Find each line in the entries below that contains the word "green" and copy it out in full.

---------------

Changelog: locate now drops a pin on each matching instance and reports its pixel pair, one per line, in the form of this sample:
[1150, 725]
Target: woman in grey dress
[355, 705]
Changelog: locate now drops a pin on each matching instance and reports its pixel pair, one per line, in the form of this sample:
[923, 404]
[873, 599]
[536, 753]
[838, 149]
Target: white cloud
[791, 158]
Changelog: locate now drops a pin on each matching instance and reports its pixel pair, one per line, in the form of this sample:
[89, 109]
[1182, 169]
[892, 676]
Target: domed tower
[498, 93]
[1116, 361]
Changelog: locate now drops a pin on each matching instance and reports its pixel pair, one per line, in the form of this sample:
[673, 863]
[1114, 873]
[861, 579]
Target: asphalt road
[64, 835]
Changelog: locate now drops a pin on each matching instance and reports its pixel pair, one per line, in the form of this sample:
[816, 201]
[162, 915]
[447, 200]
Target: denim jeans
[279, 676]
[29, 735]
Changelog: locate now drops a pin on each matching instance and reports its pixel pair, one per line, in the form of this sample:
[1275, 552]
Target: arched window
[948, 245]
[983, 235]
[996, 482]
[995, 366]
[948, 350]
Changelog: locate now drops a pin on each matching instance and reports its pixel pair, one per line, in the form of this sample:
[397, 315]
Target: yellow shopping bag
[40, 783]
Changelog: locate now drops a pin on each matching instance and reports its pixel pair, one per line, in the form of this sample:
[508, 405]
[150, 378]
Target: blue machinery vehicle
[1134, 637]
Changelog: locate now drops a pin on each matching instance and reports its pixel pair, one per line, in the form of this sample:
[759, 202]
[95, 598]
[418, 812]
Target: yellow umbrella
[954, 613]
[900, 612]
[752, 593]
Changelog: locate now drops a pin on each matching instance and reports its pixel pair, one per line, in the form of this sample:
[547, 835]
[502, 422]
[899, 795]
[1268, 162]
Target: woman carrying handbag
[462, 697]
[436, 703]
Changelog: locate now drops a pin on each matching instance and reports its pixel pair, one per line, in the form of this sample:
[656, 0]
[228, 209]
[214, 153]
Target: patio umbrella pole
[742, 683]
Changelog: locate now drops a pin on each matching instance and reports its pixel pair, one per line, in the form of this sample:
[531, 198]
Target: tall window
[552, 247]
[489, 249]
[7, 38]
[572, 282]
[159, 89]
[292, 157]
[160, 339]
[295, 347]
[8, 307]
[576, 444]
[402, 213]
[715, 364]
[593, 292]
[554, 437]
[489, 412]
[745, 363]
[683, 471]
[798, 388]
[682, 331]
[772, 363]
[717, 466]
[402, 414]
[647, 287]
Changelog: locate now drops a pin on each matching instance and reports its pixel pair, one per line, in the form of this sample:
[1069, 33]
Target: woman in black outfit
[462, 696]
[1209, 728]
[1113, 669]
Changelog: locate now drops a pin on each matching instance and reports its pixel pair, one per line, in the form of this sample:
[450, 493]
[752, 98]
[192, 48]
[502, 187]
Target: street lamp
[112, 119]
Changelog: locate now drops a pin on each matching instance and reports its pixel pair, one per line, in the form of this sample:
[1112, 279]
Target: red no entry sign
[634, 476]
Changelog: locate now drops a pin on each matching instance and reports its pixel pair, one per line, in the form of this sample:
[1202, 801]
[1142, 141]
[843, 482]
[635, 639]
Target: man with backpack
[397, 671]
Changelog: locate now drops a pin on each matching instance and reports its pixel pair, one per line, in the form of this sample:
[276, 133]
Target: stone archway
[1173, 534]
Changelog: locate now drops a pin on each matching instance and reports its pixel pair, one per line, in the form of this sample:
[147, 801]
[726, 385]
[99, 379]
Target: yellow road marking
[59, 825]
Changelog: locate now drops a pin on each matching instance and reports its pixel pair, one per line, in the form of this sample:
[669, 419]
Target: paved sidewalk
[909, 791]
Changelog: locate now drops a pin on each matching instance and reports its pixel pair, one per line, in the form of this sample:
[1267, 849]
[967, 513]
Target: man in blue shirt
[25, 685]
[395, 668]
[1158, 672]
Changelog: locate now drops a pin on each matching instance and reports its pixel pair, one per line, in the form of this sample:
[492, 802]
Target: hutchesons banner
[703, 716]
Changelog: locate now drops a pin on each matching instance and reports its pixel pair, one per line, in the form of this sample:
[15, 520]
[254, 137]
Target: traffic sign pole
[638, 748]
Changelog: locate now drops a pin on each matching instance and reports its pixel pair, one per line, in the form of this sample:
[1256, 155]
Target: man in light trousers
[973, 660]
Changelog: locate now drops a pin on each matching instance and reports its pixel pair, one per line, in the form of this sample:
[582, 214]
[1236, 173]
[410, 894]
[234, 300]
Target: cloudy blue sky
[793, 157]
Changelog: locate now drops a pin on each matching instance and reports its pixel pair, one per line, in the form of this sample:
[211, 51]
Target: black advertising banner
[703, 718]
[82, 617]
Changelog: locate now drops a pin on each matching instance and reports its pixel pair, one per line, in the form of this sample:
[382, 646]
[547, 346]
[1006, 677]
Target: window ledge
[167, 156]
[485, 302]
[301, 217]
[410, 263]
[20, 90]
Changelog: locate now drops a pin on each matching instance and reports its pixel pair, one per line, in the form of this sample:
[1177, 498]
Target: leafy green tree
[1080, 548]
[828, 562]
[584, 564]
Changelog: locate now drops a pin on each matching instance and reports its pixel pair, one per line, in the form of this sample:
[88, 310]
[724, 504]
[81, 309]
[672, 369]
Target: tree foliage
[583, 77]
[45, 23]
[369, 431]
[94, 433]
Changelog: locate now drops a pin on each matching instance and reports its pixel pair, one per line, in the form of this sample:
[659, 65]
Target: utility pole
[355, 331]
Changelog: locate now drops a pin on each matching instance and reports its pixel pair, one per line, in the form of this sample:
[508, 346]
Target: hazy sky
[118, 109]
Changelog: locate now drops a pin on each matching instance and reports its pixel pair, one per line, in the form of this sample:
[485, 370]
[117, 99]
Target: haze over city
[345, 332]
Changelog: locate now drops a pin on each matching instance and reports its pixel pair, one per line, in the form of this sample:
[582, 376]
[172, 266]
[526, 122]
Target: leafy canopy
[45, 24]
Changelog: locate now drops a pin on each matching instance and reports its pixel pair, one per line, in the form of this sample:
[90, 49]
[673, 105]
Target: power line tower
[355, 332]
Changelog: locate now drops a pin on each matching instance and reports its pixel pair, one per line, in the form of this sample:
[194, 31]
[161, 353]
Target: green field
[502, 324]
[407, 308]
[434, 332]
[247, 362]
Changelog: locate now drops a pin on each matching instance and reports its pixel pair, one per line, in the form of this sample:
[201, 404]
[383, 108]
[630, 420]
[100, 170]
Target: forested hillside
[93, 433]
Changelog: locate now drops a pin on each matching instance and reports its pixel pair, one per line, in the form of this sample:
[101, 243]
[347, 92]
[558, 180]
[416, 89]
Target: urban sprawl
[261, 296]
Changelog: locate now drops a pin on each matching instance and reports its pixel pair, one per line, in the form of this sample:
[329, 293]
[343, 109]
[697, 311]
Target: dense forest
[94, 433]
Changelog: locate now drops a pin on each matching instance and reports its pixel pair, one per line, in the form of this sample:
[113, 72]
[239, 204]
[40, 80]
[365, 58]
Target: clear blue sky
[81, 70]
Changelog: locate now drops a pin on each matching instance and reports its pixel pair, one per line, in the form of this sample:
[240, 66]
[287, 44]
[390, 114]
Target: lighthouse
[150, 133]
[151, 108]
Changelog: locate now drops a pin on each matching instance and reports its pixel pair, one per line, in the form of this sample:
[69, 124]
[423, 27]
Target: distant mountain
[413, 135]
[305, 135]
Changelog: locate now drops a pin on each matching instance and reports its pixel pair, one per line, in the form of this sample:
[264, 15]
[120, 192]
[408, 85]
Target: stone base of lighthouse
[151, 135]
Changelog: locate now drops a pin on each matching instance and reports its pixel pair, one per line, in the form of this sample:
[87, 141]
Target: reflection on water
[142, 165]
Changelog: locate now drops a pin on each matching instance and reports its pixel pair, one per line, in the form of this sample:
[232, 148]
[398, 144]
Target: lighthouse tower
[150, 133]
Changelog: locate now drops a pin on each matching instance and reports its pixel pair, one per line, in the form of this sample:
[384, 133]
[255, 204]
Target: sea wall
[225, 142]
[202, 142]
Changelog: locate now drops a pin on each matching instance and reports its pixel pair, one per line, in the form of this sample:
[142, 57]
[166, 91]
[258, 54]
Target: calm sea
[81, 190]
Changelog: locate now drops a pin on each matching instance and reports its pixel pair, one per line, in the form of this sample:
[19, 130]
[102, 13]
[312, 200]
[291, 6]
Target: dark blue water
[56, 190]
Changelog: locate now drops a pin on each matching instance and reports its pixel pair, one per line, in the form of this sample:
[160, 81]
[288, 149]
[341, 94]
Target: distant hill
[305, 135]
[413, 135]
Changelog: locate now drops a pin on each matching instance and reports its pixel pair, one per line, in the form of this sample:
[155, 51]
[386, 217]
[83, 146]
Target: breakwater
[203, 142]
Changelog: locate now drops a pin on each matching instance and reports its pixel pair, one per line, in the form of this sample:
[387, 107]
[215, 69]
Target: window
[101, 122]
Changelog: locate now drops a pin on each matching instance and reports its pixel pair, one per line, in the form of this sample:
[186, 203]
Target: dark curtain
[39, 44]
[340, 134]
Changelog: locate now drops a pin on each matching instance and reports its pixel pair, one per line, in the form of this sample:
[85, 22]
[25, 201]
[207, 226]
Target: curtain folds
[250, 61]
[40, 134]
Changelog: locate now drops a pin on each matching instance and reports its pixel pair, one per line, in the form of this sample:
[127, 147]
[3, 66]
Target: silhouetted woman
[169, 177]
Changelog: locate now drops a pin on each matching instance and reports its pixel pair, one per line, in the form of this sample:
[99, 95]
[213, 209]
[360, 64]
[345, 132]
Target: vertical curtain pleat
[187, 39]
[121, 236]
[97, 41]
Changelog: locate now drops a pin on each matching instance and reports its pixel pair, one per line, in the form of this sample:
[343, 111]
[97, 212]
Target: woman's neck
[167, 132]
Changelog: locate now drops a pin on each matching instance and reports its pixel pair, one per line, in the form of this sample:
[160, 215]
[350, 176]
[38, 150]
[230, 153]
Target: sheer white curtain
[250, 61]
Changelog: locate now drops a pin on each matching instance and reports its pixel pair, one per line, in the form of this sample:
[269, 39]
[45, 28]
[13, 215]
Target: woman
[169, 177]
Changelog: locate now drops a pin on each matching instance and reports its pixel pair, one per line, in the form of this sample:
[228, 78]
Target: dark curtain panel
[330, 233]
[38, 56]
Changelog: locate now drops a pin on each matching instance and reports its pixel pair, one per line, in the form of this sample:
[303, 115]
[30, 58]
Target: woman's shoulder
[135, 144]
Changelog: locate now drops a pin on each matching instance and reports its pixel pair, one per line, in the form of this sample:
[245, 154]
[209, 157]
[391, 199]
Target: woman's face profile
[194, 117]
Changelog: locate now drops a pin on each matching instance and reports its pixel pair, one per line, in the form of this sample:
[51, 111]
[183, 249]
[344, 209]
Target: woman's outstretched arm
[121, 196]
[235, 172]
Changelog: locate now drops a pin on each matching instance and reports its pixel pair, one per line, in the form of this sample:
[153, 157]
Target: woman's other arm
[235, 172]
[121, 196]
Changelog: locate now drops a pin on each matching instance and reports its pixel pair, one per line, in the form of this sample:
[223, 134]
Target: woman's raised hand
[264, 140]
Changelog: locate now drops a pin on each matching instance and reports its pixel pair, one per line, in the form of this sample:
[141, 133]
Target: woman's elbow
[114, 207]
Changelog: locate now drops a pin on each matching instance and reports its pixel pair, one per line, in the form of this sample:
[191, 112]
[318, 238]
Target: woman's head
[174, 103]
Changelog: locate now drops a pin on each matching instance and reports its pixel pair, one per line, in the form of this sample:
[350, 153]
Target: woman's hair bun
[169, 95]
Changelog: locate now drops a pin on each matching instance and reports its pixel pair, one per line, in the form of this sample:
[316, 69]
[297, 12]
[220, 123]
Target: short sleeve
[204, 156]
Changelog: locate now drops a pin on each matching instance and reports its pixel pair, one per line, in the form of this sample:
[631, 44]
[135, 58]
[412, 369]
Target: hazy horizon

---------------

= EXERCISE ANSWER =
Target: leafy green tree
Target: green field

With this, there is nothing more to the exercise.